▶ _What you need to do_
With the images removed, reproduce each entry below word for word.

▶ _Segmentation mask data_
::::

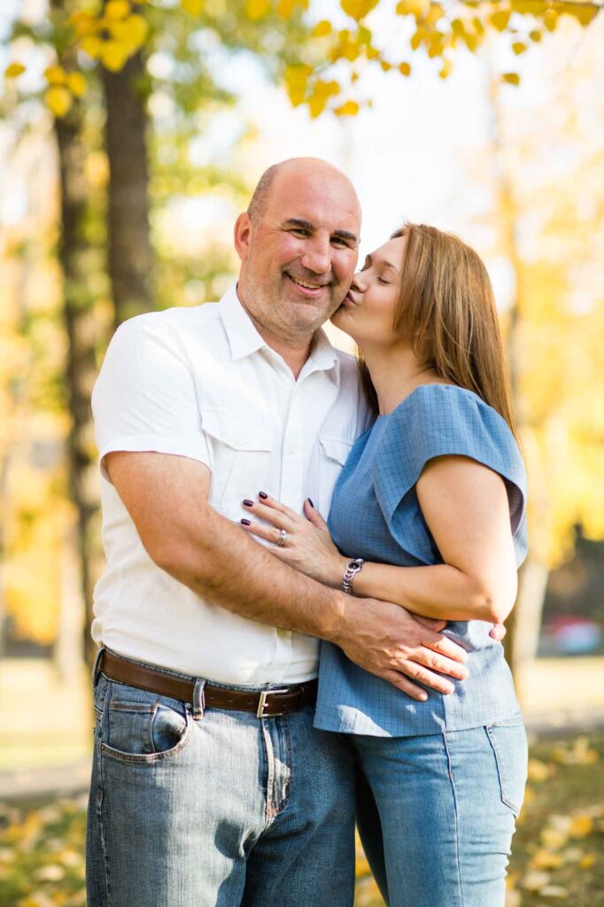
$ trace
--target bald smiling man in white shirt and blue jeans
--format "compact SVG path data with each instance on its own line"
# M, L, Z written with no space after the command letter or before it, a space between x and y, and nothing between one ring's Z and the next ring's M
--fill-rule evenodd
M250 494L326 513L365 428L356 364L319 330L360 219L326 162L271 168L235 226L237 288L133 318L107 352L90 907L350 904L354 773L312 728L317 638L413 696L410 678L446 693L467 673L425 621L326 589L238 525Z

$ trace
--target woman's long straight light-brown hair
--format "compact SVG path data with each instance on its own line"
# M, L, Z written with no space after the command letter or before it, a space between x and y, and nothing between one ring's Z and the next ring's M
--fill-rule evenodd
M406 239L395 330L411 338L422 366L473 391L492 406L518 439L491 280L481 258L452 233L405 223L391 239ZM363 385L376 409L369 371Z

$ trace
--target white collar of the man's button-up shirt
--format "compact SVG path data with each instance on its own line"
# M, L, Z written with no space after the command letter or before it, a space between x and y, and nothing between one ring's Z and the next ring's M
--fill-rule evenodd
M259 349L270 349L265 340L258 334L251 318L241 305L237 294L237 284L233 284L219 301L219 313L227 333L230 355L233 361L244 359L257 353ZM327 339L322 327L313 338L313 345L305 369L311 371L329 371L333 369L333 378L339 384L340 360L336 350Z

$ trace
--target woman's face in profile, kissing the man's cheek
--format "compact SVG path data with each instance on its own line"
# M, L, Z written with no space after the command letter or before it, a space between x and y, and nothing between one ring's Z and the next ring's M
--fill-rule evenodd
M356 340L361 349L364 346L391 346L401 340L393 326L405 242L404 237L389 239L365 258L344 302L332 316L336 327Z

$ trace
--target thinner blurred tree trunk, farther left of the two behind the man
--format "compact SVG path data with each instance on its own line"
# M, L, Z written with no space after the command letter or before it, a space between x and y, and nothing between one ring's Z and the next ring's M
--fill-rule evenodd
M61 175L61 237L59 261L63 270L63 324L69 340L66 384L72 431L67 438L70 497L76 511L77 549L85 609L83 652L93 659L90 636L93 605L93 521L98 511L91 458L93 426L90 394L96 372L93 299L87 293L87 242L84 221L88 191L84 175L85 148L81 109L74 104L67 117L54 122Z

::::

▶ _Written answer_
$ trace
--target bald smiling man in white shirt and blue jeans
--format "compact SVG path data with each instance on its own line"
# M, L, Z written with no space after the command letter or before it, a space between x and y, and nothing between one ring's Z and the next ring's M
--fill-rule evenodd
M250 494L326 513L365 428L356 364L319 330L360 219L326 162L271 168L235 226L237 288L133 318L107 352L90 907L350 904L354 773L312 728L317 638L413 696L410 678L446 693L467 673L425 621L326 589L238 525Z

$ trace
--target woman's long straight light-brown hair
--format "compact SVG path data with each instance on its own line"
# M, L, Z written with no space after the command letter or before it, a space between x and y, and nothing between one ring's Z and the next ring's M
--fill-rule evenodd
M406 239L395 330L411 338L422 366L473 391L492 406L518 439L491 280L481 258L452 233L405 223L391 239ZM363 385L376 409L369 371Z

$ trace
--target white collar of the man's button-up shirt
--format "compact SVG path data with each instance on its own line"
# M, L, Z written with no space after the command letter or before it, a space between x and y, and nothing between one ring's Z and the next ring's M
--fill-rule evenodd
M259 349L270 349L265 340L258 334L251 318L241 305L237 294L237 284L233 284L219 301L219 313L227 333L230 355L233 361L244 359L257 353ZM327 339L322 327L313 338L313 345L305 369L311 371L329 371L333 369L333 378L339 384L340 360L336 350Z

$ trace
--target woman's face in profile, kissing the man's cheek
--format "compact SVG path data with each instance on its own line"
# M, L, Z written with no space after the command letter or before it, a space between x and y, and nothing between one ring's Z and the next ring's M
--fill-rule evenodd
M356 340L361 349L364 346L391 346L401 340L393 326L405 242L404 237L389 239L365 258L344 302L332 316L336 327Z

$ trace
--target thinner blurred tree trunk, farther left of the two behind the man
--format "compact SVG path data with each instance on its own line"
# M, L, Z written with no space after the command letter or before it, a space between x and y, and nothing between one ring's Z and the next ring's M
--fill-rule evenodd
M61 175L61 237L59 261L63 270L63 324L69 340L66 384L72 431L67 438L70 497L76 511L77 549L85 609L83 652L93 659L90 636L93 605L93 521L98 511L91 458L93 426L90 394L96 372L93 299L87 293L87 242L84 221L88 191L84 175L85 148L81 109L74 104L67 117L54 122Z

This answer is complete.